Work is not just a means of survival, but our main way of connecting with the world beyond our own minds, argues philosopher B. Scot Rousse, drawing on Heidegger’s metaphysics. Western thought has long prized detached contemplation, but genuine understanding comes from trying, failing, caring, and being answerable to others. In work, we sharpen our skills, test our limits, and engage with reality through shared responsibility. Without that crucible of effort, obligation and accountability, Rousse warns, we risk shrinking into isolation—spectators of life rather than participants in it.
Many worry that AI will lead to job loss. That framing is understandable, but it misses a deeper issue. The stakes of AI and work reach beyond productivity and employment into the very conditions of the human world. Berkeley computer scientist Stuart Russell warns of the problem of “human enfeeblement”: as machines take on more cognitive and productive labor, people may lose the gumption and opportunities to pursue meaningful projects, sustain skilled practices, and find orientation in shared forms of life. Today, with job openings for young people reportedly contracting and AI threatening to make more and more skills obsolete, Russell’s worry is becoming ever more urgent.

═══

Work to be completed: How would you put this sentence from the text on work and AI into Spanish: "In work, we sharpen our skills, test our limits, and engage with reality through shared responsibility."?

Supplied material:
═══

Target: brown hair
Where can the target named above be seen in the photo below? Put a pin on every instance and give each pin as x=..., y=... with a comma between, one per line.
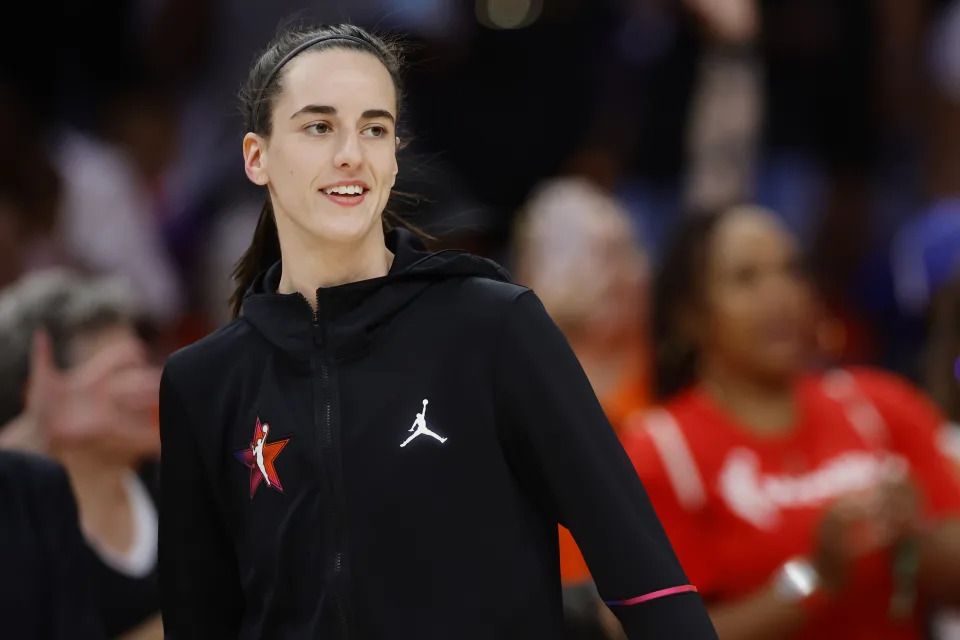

═══

Completed task: En el trabajo, afinamos nuestras habilidades, ponemos a prueba nuestros límites y nos relacionamos con la realidad a través de la responsabilidad compartida.